## GOAL
Count the lines in the records below that contain the word "rocky". Reply with that number alone.

** begin INFORMATION SUPPLIED **

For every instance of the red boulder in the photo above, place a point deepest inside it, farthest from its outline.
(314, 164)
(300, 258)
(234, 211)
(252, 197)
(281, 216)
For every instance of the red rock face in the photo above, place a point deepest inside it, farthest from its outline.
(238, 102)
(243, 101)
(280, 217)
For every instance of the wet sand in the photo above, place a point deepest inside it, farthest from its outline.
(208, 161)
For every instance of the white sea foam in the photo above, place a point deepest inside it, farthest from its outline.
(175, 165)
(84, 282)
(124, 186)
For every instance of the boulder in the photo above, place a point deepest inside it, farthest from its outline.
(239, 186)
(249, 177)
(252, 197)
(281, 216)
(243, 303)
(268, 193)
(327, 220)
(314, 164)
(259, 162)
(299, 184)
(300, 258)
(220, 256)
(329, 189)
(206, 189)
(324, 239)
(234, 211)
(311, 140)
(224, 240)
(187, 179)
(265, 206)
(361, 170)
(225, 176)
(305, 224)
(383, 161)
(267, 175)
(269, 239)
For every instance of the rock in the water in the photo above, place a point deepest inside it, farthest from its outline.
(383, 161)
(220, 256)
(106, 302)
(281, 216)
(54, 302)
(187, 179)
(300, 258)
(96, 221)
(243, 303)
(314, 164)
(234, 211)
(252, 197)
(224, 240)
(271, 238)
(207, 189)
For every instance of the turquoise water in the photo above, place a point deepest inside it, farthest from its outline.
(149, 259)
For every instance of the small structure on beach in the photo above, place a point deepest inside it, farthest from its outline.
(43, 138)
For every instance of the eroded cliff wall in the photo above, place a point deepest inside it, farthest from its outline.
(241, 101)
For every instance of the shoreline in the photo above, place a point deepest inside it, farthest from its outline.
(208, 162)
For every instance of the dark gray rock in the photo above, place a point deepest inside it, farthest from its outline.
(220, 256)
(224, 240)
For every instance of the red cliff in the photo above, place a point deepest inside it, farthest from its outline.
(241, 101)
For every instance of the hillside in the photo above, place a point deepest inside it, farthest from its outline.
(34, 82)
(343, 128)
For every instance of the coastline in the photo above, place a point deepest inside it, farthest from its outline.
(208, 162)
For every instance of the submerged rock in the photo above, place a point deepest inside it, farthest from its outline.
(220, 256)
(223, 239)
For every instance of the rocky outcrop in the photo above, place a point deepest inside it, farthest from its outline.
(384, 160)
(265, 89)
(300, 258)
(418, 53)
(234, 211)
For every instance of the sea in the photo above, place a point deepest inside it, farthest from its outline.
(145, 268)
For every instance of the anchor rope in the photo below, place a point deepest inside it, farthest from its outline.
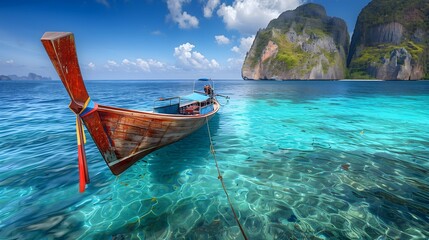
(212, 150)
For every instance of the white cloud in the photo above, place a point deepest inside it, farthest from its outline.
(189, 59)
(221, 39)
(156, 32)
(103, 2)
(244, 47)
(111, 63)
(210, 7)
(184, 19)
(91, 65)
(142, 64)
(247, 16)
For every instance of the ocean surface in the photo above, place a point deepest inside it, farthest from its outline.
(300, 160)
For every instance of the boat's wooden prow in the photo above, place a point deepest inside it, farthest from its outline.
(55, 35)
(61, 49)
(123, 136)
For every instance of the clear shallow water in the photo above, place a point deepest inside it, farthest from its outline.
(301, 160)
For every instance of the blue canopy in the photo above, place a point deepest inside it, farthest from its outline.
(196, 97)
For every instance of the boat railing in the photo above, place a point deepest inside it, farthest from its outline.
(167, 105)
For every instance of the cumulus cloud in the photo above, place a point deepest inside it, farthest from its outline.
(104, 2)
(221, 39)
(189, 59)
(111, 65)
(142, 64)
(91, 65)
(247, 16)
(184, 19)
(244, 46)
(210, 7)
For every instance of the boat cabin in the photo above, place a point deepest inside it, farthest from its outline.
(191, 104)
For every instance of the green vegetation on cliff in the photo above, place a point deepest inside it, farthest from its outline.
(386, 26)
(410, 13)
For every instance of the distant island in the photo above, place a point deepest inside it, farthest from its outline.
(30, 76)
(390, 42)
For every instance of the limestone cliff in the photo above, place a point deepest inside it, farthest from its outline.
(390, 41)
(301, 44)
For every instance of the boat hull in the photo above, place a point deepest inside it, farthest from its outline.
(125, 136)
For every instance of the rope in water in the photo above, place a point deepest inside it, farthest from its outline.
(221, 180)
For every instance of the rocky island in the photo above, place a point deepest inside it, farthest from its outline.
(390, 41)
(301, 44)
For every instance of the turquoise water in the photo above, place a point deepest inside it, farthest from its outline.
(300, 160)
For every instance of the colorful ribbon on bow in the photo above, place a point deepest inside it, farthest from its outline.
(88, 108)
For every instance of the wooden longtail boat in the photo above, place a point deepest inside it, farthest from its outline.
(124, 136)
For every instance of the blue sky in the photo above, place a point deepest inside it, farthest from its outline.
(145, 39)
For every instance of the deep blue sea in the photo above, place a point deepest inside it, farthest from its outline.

** end INFORMATION SUPPLIED **
** begin INFORMATION SUPPLIED **

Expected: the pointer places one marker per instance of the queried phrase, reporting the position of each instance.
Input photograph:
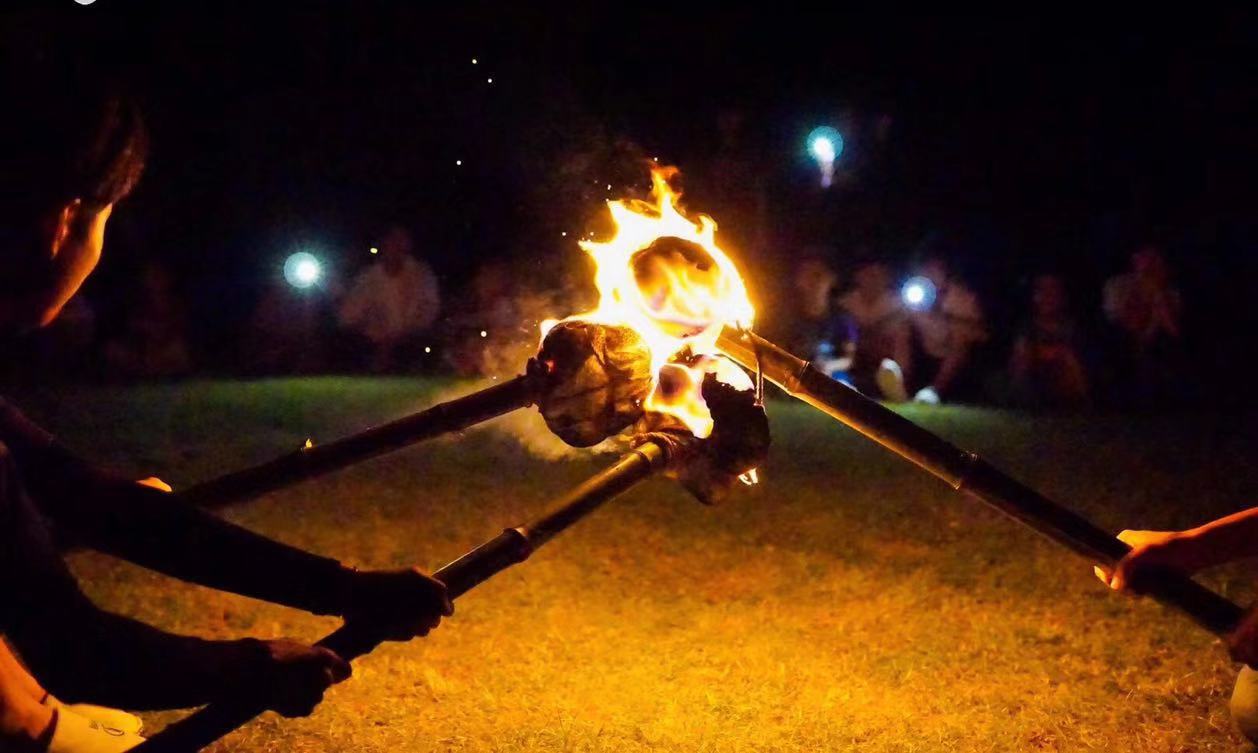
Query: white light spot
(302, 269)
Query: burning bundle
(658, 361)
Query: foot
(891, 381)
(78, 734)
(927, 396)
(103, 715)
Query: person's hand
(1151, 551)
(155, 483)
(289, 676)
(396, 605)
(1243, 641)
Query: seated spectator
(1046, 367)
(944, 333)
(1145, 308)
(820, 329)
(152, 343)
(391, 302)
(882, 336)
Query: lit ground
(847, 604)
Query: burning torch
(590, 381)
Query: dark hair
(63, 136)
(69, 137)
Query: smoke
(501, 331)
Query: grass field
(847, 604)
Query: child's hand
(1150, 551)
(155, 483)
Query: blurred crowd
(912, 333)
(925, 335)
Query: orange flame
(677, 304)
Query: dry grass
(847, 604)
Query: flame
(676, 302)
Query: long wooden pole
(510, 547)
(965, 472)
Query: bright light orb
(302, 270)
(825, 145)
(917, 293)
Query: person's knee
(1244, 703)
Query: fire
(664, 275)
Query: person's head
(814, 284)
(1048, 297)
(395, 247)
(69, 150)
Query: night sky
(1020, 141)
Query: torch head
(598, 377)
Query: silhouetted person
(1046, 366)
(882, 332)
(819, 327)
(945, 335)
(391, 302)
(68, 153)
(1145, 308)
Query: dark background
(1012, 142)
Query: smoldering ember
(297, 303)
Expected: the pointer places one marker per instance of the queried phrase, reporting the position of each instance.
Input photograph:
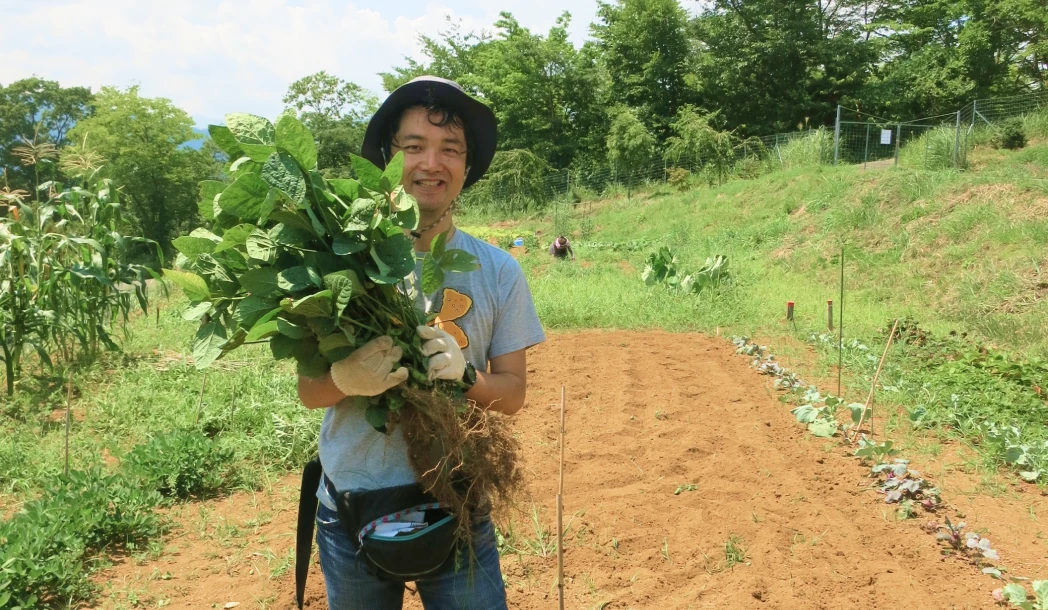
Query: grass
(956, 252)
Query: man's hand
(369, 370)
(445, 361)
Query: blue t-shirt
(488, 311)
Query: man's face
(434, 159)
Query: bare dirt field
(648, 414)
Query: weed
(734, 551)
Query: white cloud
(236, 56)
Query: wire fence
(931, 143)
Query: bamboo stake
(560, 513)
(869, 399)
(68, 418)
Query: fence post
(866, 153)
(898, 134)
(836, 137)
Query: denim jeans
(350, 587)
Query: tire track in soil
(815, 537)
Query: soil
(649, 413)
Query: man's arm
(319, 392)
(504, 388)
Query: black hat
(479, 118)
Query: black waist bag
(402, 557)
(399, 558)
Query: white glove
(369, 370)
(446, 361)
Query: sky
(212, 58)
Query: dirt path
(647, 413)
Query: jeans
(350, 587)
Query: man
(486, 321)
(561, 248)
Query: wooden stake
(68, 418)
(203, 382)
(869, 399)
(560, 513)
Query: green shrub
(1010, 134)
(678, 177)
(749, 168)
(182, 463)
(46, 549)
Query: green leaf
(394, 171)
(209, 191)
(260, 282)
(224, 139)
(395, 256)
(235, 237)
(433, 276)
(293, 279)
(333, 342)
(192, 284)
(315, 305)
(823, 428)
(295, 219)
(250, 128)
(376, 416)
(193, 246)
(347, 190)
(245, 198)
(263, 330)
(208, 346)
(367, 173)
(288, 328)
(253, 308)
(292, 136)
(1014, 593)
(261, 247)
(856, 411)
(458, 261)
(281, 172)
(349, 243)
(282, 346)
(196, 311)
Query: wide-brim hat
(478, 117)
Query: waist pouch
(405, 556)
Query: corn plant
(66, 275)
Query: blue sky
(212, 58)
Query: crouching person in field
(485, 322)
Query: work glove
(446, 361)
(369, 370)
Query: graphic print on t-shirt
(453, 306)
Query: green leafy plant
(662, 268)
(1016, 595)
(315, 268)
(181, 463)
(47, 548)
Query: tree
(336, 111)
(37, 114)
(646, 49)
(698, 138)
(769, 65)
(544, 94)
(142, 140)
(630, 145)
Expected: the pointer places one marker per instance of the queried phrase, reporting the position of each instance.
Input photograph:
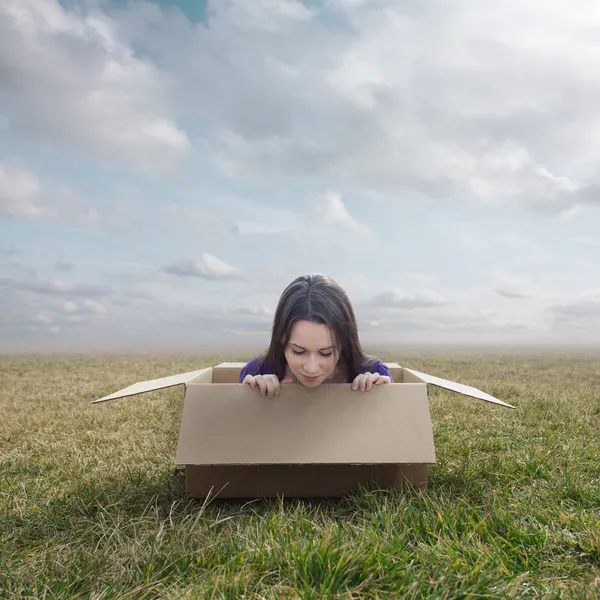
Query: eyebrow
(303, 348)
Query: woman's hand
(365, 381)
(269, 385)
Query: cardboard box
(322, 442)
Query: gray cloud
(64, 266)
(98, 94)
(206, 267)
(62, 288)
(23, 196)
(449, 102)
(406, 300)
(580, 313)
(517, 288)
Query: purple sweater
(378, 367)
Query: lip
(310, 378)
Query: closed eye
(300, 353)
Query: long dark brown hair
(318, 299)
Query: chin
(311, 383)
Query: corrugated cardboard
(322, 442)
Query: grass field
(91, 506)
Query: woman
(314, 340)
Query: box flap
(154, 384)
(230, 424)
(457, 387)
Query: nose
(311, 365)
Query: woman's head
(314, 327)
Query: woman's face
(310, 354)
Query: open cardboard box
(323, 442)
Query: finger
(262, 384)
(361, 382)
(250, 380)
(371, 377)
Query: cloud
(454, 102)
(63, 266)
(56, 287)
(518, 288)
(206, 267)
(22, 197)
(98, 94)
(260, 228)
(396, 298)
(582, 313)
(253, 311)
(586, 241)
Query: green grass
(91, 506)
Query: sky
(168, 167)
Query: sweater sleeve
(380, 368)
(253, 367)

** end INFORMATION SUPPLIED **
** begin INFORMATION SUPPLIED **

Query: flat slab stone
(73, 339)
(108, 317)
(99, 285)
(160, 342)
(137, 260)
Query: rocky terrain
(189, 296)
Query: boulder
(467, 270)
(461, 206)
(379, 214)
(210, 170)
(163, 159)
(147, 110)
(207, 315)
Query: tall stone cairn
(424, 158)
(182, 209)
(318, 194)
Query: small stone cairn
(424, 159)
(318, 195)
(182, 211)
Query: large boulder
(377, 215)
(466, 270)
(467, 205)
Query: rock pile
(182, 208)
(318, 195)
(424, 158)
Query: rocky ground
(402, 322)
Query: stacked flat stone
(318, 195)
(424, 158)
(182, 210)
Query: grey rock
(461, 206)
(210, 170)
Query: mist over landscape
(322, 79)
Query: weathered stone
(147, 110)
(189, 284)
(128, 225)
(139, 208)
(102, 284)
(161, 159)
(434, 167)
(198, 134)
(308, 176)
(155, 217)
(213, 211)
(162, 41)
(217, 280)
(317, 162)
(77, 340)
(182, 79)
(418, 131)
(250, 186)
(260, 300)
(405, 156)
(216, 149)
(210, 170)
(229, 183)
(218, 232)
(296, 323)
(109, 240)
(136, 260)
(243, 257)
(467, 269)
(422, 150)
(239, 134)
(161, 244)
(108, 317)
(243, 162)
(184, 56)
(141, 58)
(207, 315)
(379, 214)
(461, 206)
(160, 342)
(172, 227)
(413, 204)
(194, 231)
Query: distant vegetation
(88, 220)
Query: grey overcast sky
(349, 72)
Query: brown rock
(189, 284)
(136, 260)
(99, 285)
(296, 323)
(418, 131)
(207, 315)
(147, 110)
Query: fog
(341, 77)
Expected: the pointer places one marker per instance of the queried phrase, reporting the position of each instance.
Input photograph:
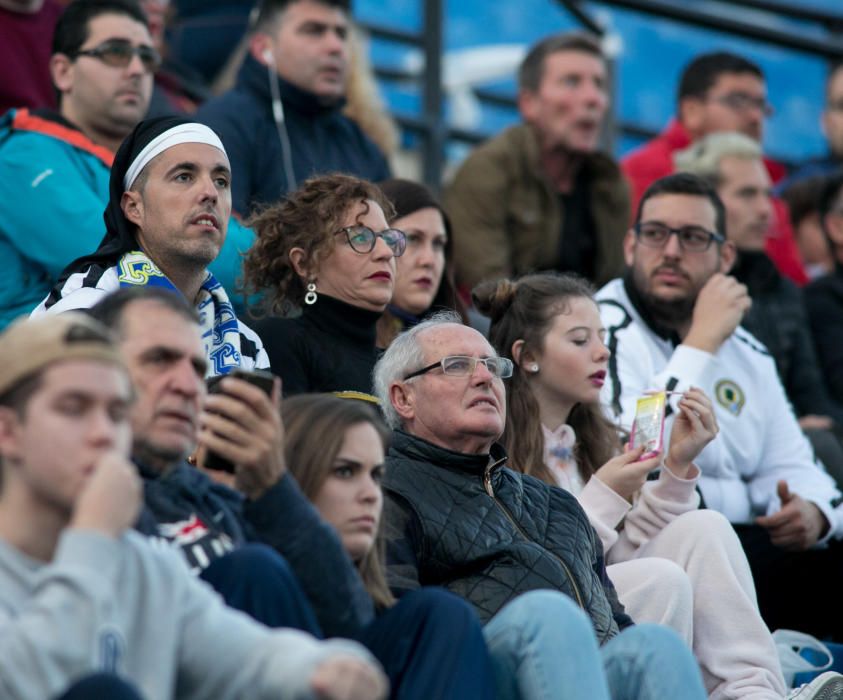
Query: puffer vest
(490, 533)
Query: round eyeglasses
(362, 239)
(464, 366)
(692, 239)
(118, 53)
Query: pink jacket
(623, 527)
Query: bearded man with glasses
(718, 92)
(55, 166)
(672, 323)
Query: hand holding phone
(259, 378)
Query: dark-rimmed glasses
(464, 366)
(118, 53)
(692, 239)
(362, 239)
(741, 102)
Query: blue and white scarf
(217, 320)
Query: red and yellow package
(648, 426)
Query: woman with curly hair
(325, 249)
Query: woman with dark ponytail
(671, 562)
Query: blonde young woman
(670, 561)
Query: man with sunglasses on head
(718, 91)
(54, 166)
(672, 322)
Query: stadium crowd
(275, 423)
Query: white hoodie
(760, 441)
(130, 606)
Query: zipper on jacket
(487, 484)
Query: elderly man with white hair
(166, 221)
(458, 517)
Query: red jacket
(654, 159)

** end INFORMATION SUPPLIED **

## WRITTEN ANSWER
4